[MATERIAL FOR THIS TASK — start]
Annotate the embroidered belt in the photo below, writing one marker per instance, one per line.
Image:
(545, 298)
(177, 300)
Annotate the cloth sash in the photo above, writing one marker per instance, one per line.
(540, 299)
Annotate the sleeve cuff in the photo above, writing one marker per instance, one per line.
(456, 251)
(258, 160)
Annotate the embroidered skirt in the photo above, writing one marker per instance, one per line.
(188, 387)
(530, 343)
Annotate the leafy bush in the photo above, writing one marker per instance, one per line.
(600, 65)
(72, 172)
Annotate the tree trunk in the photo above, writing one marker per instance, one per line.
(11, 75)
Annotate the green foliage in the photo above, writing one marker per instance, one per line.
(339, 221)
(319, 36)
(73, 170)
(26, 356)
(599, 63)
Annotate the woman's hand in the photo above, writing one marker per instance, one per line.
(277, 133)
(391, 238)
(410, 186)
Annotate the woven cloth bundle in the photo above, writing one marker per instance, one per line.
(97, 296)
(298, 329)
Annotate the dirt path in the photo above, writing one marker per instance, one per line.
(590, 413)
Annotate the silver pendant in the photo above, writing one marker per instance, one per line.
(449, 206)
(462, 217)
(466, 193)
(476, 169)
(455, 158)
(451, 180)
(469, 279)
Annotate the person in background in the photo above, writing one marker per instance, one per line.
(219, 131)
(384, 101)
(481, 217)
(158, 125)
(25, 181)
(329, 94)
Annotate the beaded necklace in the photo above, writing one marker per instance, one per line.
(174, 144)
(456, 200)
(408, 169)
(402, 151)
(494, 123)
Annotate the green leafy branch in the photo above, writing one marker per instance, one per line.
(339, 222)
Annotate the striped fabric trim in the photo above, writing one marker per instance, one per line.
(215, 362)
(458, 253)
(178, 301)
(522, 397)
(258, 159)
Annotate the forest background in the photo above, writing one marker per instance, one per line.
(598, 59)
[MATERIAL FOR THIS TASK — finish]
### TASK OBJECTIVE
Only the lines from the one containing "Annotate the striped" through the last line of the records should appear, each written out exactly.

### ANSWER TO THIS TASK
Annotate the striped fabric trim in the photo above, writing one marker per instance, one per line.
(215, 362)
(458, 253)
(178, 301)
(522, 397)
(258, 159)
Annotate the forest background in the photo above, writing one marker per instance, one per line.
(598, 59)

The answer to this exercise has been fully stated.